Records
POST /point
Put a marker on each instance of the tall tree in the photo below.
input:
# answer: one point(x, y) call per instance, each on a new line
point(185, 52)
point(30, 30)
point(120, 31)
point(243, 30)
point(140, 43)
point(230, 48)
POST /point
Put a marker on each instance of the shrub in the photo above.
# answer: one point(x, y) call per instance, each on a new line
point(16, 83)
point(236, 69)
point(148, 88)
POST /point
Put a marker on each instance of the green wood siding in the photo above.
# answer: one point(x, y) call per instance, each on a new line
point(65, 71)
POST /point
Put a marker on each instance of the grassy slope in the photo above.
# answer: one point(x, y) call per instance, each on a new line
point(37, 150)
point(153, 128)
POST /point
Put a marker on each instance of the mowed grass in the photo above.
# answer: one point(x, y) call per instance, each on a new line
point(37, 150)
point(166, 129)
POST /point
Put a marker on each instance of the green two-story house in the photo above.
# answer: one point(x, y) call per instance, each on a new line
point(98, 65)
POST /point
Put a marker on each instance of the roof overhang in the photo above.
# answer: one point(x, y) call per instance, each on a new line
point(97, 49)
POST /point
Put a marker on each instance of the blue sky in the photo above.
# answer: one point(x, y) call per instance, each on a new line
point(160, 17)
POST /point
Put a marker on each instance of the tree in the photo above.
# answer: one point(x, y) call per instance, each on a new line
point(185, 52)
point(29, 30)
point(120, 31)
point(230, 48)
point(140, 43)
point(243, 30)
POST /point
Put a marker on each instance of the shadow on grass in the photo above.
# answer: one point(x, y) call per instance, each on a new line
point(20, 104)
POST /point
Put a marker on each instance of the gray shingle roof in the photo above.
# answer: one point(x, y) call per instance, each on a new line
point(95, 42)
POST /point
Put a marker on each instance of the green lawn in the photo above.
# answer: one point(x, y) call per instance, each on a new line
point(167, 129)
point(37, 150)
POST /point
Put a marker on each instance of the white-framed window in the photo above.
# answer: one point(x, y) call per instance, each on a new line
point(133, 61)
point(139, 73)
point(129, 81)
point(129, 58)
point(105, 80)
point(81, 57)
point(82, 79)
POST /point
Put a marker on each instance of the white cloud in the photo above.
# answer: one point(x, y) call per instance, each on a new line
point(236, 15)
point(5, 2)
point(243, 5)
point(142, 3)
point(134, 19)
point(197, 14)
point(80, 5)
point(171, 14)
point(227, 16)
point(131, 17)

WRITTEN INSTRUCTION -
Write out the records above word for word, from the first line up to and including the line that contains "point(95, 42)".

RESPONSE TO THIS EXERCISE -
POST /point
Put a marker on each instance of the tall tree in the photo below.
input:
# answer: one point(x, y) call per instance, each on a new line
point(185, 52)
point(30, 30)
point(120, 31)
point(243, 30)
point(140, 43)
point(230, 48)
POST /point
Put a marker on each instance of the shrub in the photo above.
# answer: one point(x, y) call per instance, each on a new line
point(16, 83)
point(236, 69)
point(148, 88)
POST /point
Put a marker on each instance of the green wood siding in the photo above.
# answer: one point(x, y) call per instance, each on a new line
point(65, 71)
POST /point
Put a marker on each instance of the grassy slope in the photo above.
# answer: one point(x, y) call per instance, each on a new line
point(37, 150)
point(153, 128)
POST /point
Put a marker on each instance of the mowed grass in the photo above.
# answer: one point(x, y) call per instance, each on a new line
point(37, 150)
point(166, 129)
POST /point
Put a marker on each instance of the green two-story house in the photo above.
# answer: one point(x, y) call per instance, each on a new line
point(98, 65)
POST /point
Put a marker on each instance of the roof overhang in the photo above.
# answer: one point(x, y) call per instance, each on a new line
point(97, 49)
POST /point
Put a marker on each instance of the blue sky in the photo above.
# answer: one point(x, y) call per instance, each on a new line
point(160, 17)
POST /point
Put a marker on each instance of the tree in the photo above.
# answer: one point(x, y) call per instance, each on a new line
point(185, 52)
point(29, 30)
point(120, 31)
point(230, 48)
point(140, 43)
point(243, 30)
POST /point
Put a marker on each instance of the shadow on grass in the photo above.
# answer: one point(x, y) call per instance, each on a new line
point(20, 104)
POST /point
Put a marker on each instance of the gray shingle roof in the photo above.
# answer: one point(x, y) call per instance, each on a new line
point(95, 42)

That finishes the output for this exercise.